■ **What the task requires**
Retype each record exactly, please. Skip none.

Extracted data entries
----------------
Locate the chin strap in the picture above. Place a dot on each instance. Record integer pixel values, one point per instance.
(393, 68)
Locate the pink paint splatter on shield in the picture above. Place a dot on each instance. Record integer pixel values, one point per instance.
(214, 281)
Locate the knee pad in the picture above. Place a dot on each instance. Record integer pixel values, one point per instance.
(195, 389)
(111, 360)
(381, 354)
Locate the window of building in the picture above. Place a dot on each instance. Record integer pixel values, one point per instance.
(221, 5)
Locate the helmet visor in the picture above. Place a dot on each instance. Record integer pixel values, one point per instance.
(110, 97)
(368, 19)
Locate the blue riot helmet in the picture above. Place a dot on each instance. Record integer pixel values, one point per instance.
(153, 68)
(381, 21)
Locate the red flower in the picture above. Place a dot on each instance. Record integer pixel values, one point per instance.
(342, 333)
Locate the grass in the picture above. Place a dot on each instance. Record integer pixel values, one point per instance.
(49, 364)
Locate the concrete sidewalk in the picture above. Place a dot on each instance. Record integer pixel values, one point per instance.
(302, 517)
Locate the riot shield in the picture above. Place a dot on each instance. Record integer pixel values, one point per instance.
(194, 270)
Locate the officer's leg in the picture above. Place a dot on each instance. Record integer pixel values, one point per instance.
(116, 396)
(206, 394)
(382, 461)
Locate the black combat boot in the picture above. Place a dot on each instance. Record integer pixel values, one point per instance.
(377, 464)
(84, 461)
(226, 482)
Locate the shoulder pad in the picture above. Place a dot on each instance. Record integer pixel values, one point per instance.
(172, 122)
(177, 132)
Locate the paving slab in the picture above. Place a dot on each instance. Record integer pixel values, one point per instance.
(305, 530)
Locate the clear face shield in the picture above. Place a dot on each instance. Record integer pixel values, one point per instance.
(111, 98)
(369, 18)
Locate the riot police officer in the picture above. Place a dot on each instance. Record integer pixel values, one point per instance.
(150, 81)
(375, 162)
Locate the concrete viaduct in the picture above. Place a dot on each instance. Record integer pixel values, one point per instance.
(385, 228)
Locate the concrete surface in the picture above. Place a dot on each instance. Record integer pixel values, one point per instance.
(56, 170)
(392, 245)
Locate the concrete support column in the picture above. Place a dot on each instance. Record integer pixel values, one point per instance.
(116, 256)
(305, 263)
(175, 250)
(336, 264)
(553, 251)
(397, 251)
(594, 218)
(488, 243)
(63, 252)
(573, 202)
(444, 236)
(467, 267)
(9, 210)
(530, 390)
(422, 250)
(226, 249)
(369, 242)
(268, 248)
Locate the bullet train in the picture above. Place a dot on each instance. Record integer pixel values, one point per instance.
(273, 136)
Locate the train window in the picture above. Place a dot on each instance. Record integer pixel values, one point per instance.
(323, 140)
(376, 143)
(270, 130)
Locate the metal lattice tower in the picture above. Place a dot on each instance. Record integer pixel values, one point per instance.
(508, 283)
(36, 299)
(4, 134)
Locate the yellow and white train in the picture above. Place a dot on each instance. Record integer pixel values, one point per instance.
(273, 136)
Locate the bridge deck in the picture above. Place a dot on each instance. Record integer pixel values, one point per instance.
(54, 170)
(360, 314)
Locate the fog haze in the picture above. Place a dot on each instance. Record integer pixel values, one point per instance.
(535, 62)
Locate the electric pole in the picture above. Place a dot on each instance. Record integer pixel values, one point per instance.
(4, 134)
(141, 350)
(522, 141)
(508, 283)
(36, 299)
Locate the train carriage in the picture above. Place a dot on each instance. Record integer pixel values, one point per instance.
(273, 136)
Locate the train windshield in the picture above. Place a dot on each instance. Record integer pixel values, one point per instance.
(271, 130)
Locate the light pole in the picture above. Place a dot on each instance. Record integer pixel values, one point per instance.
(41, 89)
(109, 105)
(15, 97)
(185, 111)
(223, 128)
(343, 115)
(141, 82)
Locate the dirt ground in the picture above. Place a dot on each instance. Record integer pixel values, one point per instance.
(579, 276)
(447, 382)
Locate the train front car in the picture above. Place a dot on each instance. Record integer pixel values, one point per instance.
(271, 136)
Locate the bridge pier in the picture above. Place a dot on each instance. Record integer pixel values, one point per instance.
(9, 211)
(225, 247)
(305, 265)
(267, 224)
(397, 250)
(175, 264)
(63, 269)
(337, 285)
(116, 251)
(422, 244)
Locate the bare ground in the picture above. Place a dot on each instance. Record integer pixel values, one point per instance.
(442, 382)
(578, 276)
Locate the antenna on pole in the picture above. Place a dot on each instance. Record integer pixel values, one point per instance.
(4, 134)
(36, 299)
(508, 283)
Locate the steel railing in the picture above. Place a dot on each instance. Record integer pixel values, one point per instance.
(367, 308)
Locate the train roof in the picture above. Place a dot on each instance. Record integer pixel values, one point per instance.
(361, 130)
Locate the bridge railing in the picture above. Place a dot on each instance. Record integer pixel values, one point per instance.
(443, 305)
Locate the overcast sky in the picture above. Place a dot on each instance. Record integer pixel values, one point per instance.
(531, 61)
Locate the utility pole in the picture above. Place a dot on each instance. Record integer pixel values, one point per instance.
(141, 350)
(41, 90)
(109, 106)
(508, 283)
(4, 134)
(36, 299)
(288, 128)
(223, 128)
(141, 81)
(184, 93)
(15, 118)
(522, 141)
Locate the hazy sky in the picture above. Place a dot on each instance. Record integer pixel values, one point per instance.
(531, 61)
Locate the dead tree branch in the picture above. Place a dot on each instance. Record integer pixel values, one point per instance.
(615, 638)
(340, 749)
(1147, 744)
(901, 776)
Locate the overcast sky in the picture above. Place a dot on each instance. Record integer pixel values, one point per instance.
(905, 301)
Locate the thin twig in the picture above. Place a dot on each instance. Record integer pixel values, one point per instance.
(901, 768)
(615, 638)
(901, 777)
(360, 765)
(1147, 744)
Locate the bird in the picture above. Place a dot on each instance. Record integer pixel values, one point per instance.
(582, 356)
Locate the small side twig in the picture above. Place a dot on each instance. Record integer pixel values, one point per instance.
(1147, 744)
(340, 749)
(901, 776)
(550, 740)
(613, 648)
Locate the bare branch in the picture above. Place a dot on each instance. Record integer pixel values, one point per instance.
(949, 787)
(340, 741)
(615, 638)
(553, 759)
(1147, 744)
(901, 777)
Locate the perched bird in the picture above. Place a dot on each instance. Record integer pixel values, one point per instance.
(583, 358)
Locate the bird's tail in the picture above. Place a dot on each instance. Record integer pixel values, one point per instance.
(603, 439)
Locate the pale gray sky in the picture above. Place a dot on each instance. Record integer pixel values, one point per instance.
----------------
■ **Answer section**
Locate the chin strap in the picture above. Place a dot on each instance. Record integer pixel values, one point per instance.
(393, 68)
Locate the pink paint splatter on shield in the picture above. Place a dot on each instance. Record integer pixel values, one point per instance.
(214, 281)
Locate the knee pad in the picture above. Place a dot on each instance. Record integer pixel values, one point per instance.
(195, 389)
(111, 360)
(381, 354)
Locate the window of building in the picture above. Place a dot on each instance. Record integer pixel values, one point per instance.
(221, 5)
Locate the helmet visor in the picture above. Place a dot on each instance. Record integer pixel values, one point per instance.
(110, 97)
(368, 19)
Locate the blue riot helmet in the picture above. Place a dot on each instance. Record integer pixel values, one point per instance.
(153, 68)
(381, 21)
Locate the red flower in the picture above. Place a dot on each instance. Record integer pixel values, one point per instance.
(342, 333)
Locate the grass in the picture above. Place a dot on each instance. Record integer pixel values, one point per instance.
(49, 364)
Locate the concrete sidewalk in the picture above. Place a dot on each instance. Record integer pixel values, one point per instance.
(302, 517)
Locate the riot shield in the picture above. Place a dot on each instance. Record integer pixel values, one point per instance.
(194, 270)
Locate the officer's leg in the picture above. Place a dot on each instance. Record integer pixel values, one point per instance.
(116, 396)
(206, 394)
(382, 461)
Locate the black combat boot in the picture above. Place a dot on each instance. Record integer pixel values, one point per instance.
(377, 464)
(84, 461)
(226, 482)
Locate the shoulder pad in the picture above. Place a dot on each instance. Record integer pixel values, one point per instance.
(172, 122)
(177, 132)
Locate the paving slab in the picture above. Place a dot on each instance. Record integer pixel values, one point per instance.
(305, 530)
Locate the clear face shield in the picture above. Place a dot on each instance. Record integer pixel values, one point per instance.
(111, 98)
(369, 18)
Locate the riot police officer in the picture above. Place a dot on each instance. Record integer pixel values, one point per instance.
(150, 81)
(375, 162)
Locate the concrete viaduct in the picture above. Place a dot on each instance. Record integer pixel values, one point per instance.
(385, 228)
Locate the concrete surface in the picture above. Place a dot on each instance. Record integer pixel values, one point per instance.
(56, 170)
(392, 245)
Locate the concrete support column in the picture above. Place a dot on each instance. Record integer pixel values, one point per instance.
(116, 256)
(305, 263)
(175, 250)
(336, 264)
(553, 251)
(397, 251)
(594, 218)
(488, 243)
(63, 252)
(573, 202)
(444, 236)
(467, 267)
(9, 210)
(530, 390)
(422, 250)
(226, 249)
(369, 242)
(268, 248)
Locate the bullet train in the picture above. Place a dot on each instance. Record integer pixel values, one point per instance.
(273, 136)
Locate the train window in the picture above. Place a dot on each instance. Record integer pixel values, one point per instance.
(323, 140)
(376, 143)
(270, 130)
Locate the metal lattice tower in the picture above. Place a dot on each instance. Record integer pixel values, one point per instance.
(508, 283)
(36, 299)
(4, 134)
Locate the yellow and white train in the picture above. Place a dot on each instance. Record integer pixel values, one point per instance.
(273, 136)
Locate the bridge deck in the picture above. Place a dot on each instance. Record integer pixel values, one point per instance.
(54, 170)
(360, 314)
Locate the fog haze in the picture above. Place a dot on each instance. Record integer pixel values, one point per instance.
(535, 62)
Locate the electric pole in the picture above. Place a dot on each instance. Record integer pixel values, one point per instance.
(4, 134)
(141, 350)
(522, 141)
(508, 283)
(36, 299)
Locate the train carriage in the picture above. Place a dot on each instance. Record integer pixel values, one point per instance.
(273, 136)
Locate the train windshield in the picture above. Place a dot on each instance. Record integer pixel values, one point per instance.
(271, 130)
Locate the light pole in the picture above. Place a dot on each instance. Record integer pixel values, one point per instance.
(41, 89)
(109, 105)
(15, 97)
(185, 111)
(223, 128)
(343, 115)
(141, 82)
Locate the dirt ground in the picture above. Place a dot on each instance. Record integer pixel values, one point per instance.
(579, 276)
(447, 382)
Locate the train front car in the picture above. Place a dot on each instance. Record integer pixel values, one point per instance.
(271, 136)
Locate the bridge pier in the picture above. Place a dot on each instance. Record integer pixel values, one point per instance.
(9, 211)
(225, 247)
(305, 265)
(267, 224)
(397, 250)
(175, 264)
(63, 269)
(337, 285)
(116, 251)
(422, 244)
Locate the bare ground in the picture above. Place a dot on each instance. Record integer pixel values, one point per instance.
(442, 382)
(578, 276)
Locate the antenna on pole in the picture above. Place a dot on each instance. Record integer pixel values, one point per instance.
(4, 134)
(36, 299)
(508, 283)
Locate the steel railing in the picture above. Place a dot on each instance. Record integer pixel values, one point per instance.
(367, 308)
Locate the train roof in the picture above. Place a dot on each instance. Record integer pixel values, one point per instance.
(361, 130)
Locate the bridge railing in the picture above. Place a dot on each instance. Record integer pixel values, one point per instance.
(443, 305)
Locate the overcast sky in the picture above. Place a dot on each instance. Record integer pixel values, one point per instance.
(531, 61)
Locate the utility pole in the picture above. Place a dot on each instance. Record integer pixel values, one point per instance.
(141, 350)
(41, 90)
(109, 106)
(508, 283)
(4, 134)
(36, 299)
(288, 128)
(223, 128)
(141, 81)
(184, 93)
(15, 118)
(522, 141)
Locate the hazy sky in the picture above. Place a dot on each instance. Record integer pixel values, one point per instance.
(531, 61)
Locate the dead tree branch in the picture above. Place a dot on each instance. Record integer pixel values, one point per instance.
(615, 638)
(340, 749)
(1147, 744)
(901, 776)
Locate the overcast sky in the picture above. Place a dot on each instance. Record integer pixel values, one point per instance.
(905, 301)
Locate the thin twig in the picture above. Place a dot on each instance. Record integer pixel values, one point per instance.
(901, 768)
(615, 638)
(901, 777)
(360, 765)
(1147, 744)
Locate the bird in the picture above. Place a dot on each instance. Record integer pixel values, one point per instance.
(582, 356)
Locate the small side twig in the picture above. Place a dot on each instance. Record integer pixel values, one point per instance.
(1147, 744)
(340, 749)
(901, 776)
(550, 740)
(613, 648)
Locate the bare branch in the picture above. Place a dot on each instance. Record integer pixel values, one point per instance.
(949, 787)
(340, 741)
(615, 638)
(553, 759)
(1147, 744)
(901, 777)
Locate the perched bird in the picture above. Place a dot on each instance. Record integer pixel values, one point per instance.
(583, 358)
Locate the bird's tail in the picture above. Place a dot on each instance. Record integer pixel values, one point per instance.
(603, 439)
Locate the pale gray sky in the picture above. Place a dot on each instance. Record integer pixel values, one point per instance.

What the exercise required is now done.